- WHAT IS NEEDED: Count the lines below that contain the string "snow" and give only that number.

(Segmentation labeling entries)
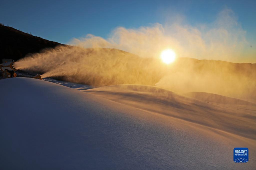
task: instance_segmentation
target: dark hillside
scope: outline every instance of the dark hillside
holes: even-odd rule
[[[58,43],[51,41],[0,24],[0,57],[16,61],[29,53],[53,48]]]

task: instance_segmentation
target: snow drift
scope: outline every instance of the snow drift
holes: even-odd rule
[[[138,109],[46,81],[10,78],[0,81],[0,86],[6,89],[2,90],[4,97],[0,99],[1,169],[253,169],[255,166],[255,140],[225,129]],[[150,99],[150,96],[143,95],[147,92],[136,88],[140,100],[159,104],[157,94],[162,95],[163,90],[152,93]],[[132,97],[134,90],[131,91]],[[105,97],[112,97],[108,93]],[[166,94],[170,95],[168,102],[176,99],[170,104],[174,107],[177,102],[181,114],[187,108],[179,104],[195,101],[171,92]],[[118,95],[114,94],[115,98]],[[124,99],[129,97],[120,95]],[[199,101],[189,104],[208,107]],[[217,114],[218,111],[215,111]],[[196,112],[193,112],[195,119],[208,116]],[[222,114],[219,113],[220,117]],[[226,123],[232,125],[228,120]],[[251,154],[248,162],[233,162],[236,147],[249,149]]]

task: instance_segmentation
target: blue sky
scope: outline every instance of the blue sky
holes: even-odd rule
[[[213,22],[228,8],[256,44],[256,1],[1,1],[0,22],[49,40],[66,43],[91,34],[107,37],[117,27],[162,24],[177,15],[192,25]]]

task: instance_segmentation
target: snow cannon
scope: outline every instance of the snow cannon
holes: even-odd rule
[[[32,78],[34,79],[39,79],[39,80],[41,80],[42,77],[41,77],[41,76],[40,75],[36,75],[34,77],[32,77]]]
[[[0,64],[0,68],[3,72],[2,73],[3,78],[16,77],[17,74],[15,71],[17,70],[13,67],[13,64],[15,62],[12,59],[2,59],[2,63]]]

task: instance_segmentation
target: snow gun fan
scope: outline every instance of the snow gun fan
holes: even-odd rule
[[[17,69],[13,66],[13,64],[15,62],[14,61],[13,61],[12,59],[2,59],[2,63],[0,64],[0,68],[3,72],[2,74],[3,78],[6,78],[16,77],[17,76],[17,74],[15,72],[15,71],[17,71]],[[39,75],[31,78],[42,80],[41,76]]]
[[[17,70],[13,67],[15,62],[11,59],[3,59],[3,63],[0,64],[1,69],[3,72],[2,75],[3,78],[16,77],[17,74],[15,71]]]
[[[42,77],[41,77],[41,76],[40,75],[36,75],[34,77],[32,77],[32,78],[34,79],[39,79],[39,80],[41,80]]]

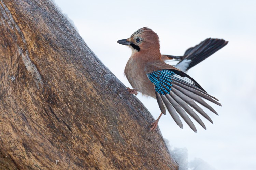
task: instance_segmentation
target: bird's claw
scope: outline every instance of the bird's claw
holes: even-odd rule
[[[158,123],[158,120],[156,120],[154,121],[154,122],[150,124],[150,126],[151,128],[150,129],[150,131],[154,131],[155,130],[157,127],[157,124]]]
[[[137,91],[135,89],[131,89],[129,87],[126,87],[126,89],[128,90],[128,92],[131,94],[134,94],[135,96],[138,94],[138,93],[137,92]]]

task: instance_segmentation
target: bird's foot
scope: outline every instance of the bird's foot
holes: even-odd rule
[[[135,96],[138,94],[137,91],[135,89],[131,89],[129,87],[126,87],[126,89],[128,90],[128,92],[131,94],[134,94]]]
[[[157,127],[157,124],[158,123],[159,120],[158,119],[157,119],[154,121],[154,122],[150,124],[150,126],[151,127],[151,128],[150,129],[150,131],[155,131],[155,130]]]

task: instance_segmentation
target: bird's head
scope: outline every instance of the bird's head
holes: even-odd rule
[[[133,53],[146,51],[158,51],[160,48],[158,35],[147,27],[139,29],[130,38],[119,40],[117,42],[129,46]]]

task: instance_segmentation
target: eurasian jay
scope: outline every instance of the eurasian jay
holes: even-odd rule
[[[166,115],[167,109],[182,128],[183,125],[178,114],[195,132],[196,129],[187,114],[206,129],[191,108],[213,123],[209,116],[195,101],[217,115],[216,111],[202,98],[219,106],[221,104],[184,72],[225,46],[228,41],[207,38],[187,49],[183,56],[161,55],[158,35],[146,27],[136,31],[130,38],[117,42],[129,46],[132,50],[131,56],[125,69],[125,74],[134,88],[127,88],[129,91],[136,95],[139,92],[156,99],[161,111],[159,117],[151,124],[151,131],[156,128],[162,114]],[[172,59],[179,62],[173,66],[165,62]]]

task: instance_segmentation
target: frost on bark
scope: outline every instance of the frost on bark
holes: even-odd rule
[[[0,11],[0,169],[177,169],[150,113],[51,2]]]

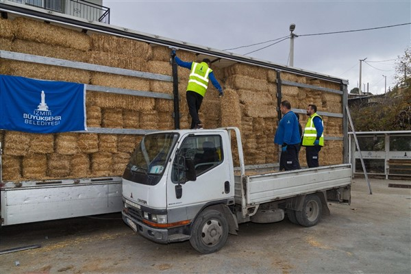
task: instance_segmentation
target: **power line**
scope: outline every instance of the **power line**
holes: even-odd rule
[[[346,33],[346,32],[364,32],[364,31],[367,31],[367,30],[373,30],[373,29],[384,29],[384,28],[387,28],[387,27],[398,27],[398,26],[402,26],[402,25],[411,25],[411,23],[405,23],[403,24],[391,25],[384,26],[384,27],[371,27],[371,28],[368,28],[368,29],[345,30],[345,31],[332,32],[324,32],[324,33],[321,33],[321,34],[299,34],[298,36],[299,36],[299,37],[301,37],[301,36],[316,36],[316,35],[327,35],[327,34],[342,34],[342,33]],[[245,55],[247,55],[247,54],[252,53],[253,52],[258,51],[260,51],[262,49],[266,49],[266,48],[267,48],[269,47],[271,47],[272,45],[277,44],[279,42],[282,42],[284,40],[290,38],[290,35],[287,36],[283,36],[282,38],[274,39],[274,40],[269,40],[268,41],[262,42],[260,42],[260,43],[256,43],[256,44],[246,45],[246,46],[241,46],[241,47],[238,47],[233,48],[233,49],[224,49],[224,50],[225,51],[228,51],[228,50],[232,50],[232,49],[240,49],[240,48],[242,48],[242,47],[248,47],[255,46],[255,45],[258,45],[265,44],[266,42],[276,41],[276,40],[278,40],[279,39],[283,39],[284,38],[283,40],[281,40],[278,41],[277,42],[275,42],[275,43],[271,44],[271,45],[269,45],[268,46],[262,47],[260,49],[256,49],[256,50],[253,51],[250,51],[250,52],[245,54]],[[393,59],[393,60],[395,60],[395,59]],[[377,68],[377,69],[378,69],[378,68]]]
[[[368,64],[369,66],[370,66],[371,68],[375,68],[375,69],[376,69],[376,70],[377,70],[377,71],[393,71],[393,70],[392,70],[392,69],[391,69],[391,70],[389,70],[389,71],[386,71],[386,70],[384,70],[384,69],[379,69],[379,68],[377,68],[376,67],[375,67],[375,66],[371,66],[371,64],[369,64],[368,63],[368,62],[366,62],[366,61],[364,61],[364,62],[365,64]]]
[[[301,37],[301,36],[315,36],[315,35],[327,35],[327,34],[343,34],[343,33],[346,33],[346,32],[364,32],[364,31],[366,31],[366,30],[385,29],[385,28],[387,28],[387,27],[398,27],[398,26],[406,25],[411,25],[411,23],[405,23],[403,24],[391,25],[388,25],[388,26],[384,26],[384,27],[370,27],[369,29],[353,29],[353,30],[343,30],[343,31],[340,31],[340,32],[324,32],[324,33],[321,33],[321,34],[299,34],[299,37]]]
[[[278,42],[275,42],[275,43],[270,44],[270,45],[269,45],[268,46],[265,46],[265,47],[262,47],[261,49],[256,49],[255,51],[253,51],[247,52],[247,53],[245,53],[244,55],[247,55],[247,54],[250,54],[250,53],[253,53],[253,52],[256,52],[256,51],[260,51],[260,50],[262,50],[262,49],[265,49],[265,48],[267,48],[267,47],[271,47],[271,46],[272,46],[272,45],[273,45],[278,44],[279,42],[282,42],[282,41],[284,41],[284,40],[287,40],[287,39],[290,39],[290,37],[289,37],[289,36],[287,36],[286,38],[284,38],[283,40],[279,40],[279,41],[278,41]]]
[[[265,44],[265,43],[266,43],[266,42],[274,42],[274,41],[277,41],[277,40],[282,39],[282,38],[285,38],[286,37],[289,37],[289,36],[289,36],[289,35],[288,35],[288,36],[286,36],[281,37],[281,38],[277,38],[277,39],[269,40],[268,41],[265,41],[265,42],[259,42],[259,43],[256,43],[256,44],[248,45],[247,45],[247,46],[241,46],[241,47],[234,47],[234,48],[232,48],[232,49],[223,49],[223,51],[231,51],[231,50],[232,50],[232,49],[241,49],[241,48],[243,48],[243,47],[249,47],[257,46],[257,45],[258,45]]]

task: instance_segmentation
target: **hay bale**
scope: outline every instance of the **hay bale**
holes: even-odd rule
[[[88,54],[79,49],[20,39],[13,42],[12,51],[77,62],[86,62]]]
[[[99,151],[117,152],[117,136],[114,134],[99,134]]]
[[[269,69],[261,66],[251,66],[246,64],[236,63],[225,69],[227,76],[242,75],[255,79],[267,80]]]
[[[14,60],[2,60],[1,64],[8,66],[5,71],[1,70],[4,74],[44,80],[90,82],[90,73],[88,71]]]
[[[90,158],[86,153],[77,153],[71,156],[71,172],[70,177],[79,178],[90,175]]]
[[[79,49],[90,50],[91,39],[86,34],[42,21],[17,17],[13,21],[16,37],[22,40]]]
[[[1,155],[3,181],[18,180],[21,178],[22,159],[19,156]]]
[[[225,86],[234,89],[269,91],[269,85],[266,80],[242,75],[229,77],[225,82]]]
[[[14,29],[13,22],[10,19],[0,18],[0,38],[13,38],[14,37]]]
[[[92,91],[87,93],[89,103],[102,108],[147,111],[153,110],[155,106],[154,98]]]
[[[264,105],[260,108],[256,104],[243,105],[244,115],[249,117],[275,118],[277,117],[277,107],[274,105]]]
[[[117,138],[117,151],[131,153],[134,150],[137,142],[135,135],[120,135]]]
[[[173,95],[173,82],[151,80],[150,91]]]
[[[87,96],[90,92],[87,92]],[[91,127],[101,127],[101,108],[97,105],[87,105],[86,108],[87,126]]]
[[[158,113],[156,110],[149,110],[140,114],[140,126],[142,129],[158,129]]]
[[[134,56],[145,60],[151,58],[151,47],[145,42],[106,34],[92,34],[90,36],[92,51]]]
[[[325,140],[319,155],[320,165],[342,164],[343,145],[342,140]]]
[[[227,88],[220,98],[222,127],[238,127],[241,130],[240,99],[236,90]]]
[[[62,155],[78,153],[78,136],[79,134],[77,133],[60,133],[55,134],[55,153]]]
[[[282,86],[281,94],[282,97],[297,97],[299,88],[297,86]]]
[[[238,90],[237,92],[240,103],[243,104],[260,105],[262,108],[262,105],[272,105],[276,101],[269,92]]]
[[[149,61],[147,62],[147,71],[163,75],[173,75],[173,70],[169,62]]]
[[[47,157],[31,153],[23,158],[23,177],[27,179],[42,179],[46,176]]]
[[[113,160],[110,152],[96,152],[91,155],[91,173],[94,176],[110,176],[112,174]]]
[[[134,110],[123,111],[123,126],[125,128],[138,129],[140,127],[140,114]]]
[[[142,91],[148,91],[150,88],[150,82],[147,79],[98,72],[92,73],[90,84]]]
[[[166,99],[155,99],[155,110],[158,112],[169,112],[174,111],[174,102],[173,100]]]
[[[64,178],[71,171],[72,155],[49,154],[47,160],[47,175],[53,178]]]
[[[103,127],[123,127],[123,110],[119,108],[105,108],[103,110]]]
[[[10,38],[0,38],[0,49],[2,51],[11,51],[12,42]],[[3,61],[1,61],[3,62]]]
[[[99,136],[94,133],[79,134],[77,138],[77,146],[80,153],[97,152],[99,151]]]
[[[121,176],[124,173],[125,166],[130,160],[130,154],[125,152],[120,152],[113,154],[113,175]]]
[[[269,69],[267,71],[267,80],[269,83],[277,82],[277,71],[273,69]]]
[[[167,47],[153,45],[151,47],[151,60],[170,62],[171,58],[171,49]]]
[[[12,156],[24,156],[30,149],[31,135],[19,132],[6,131],[4,135],[4,153]]]
[[[142,58],[110,52],[90,51],[87,62],[133,71],[147,70],[146,60]]]
[[[32,153],[52,153],[54,151],[54,134],[30,134]]]

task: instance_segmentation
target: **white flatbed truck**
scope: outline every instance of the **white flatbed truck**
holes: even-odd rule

- TASK SOLUTION: 6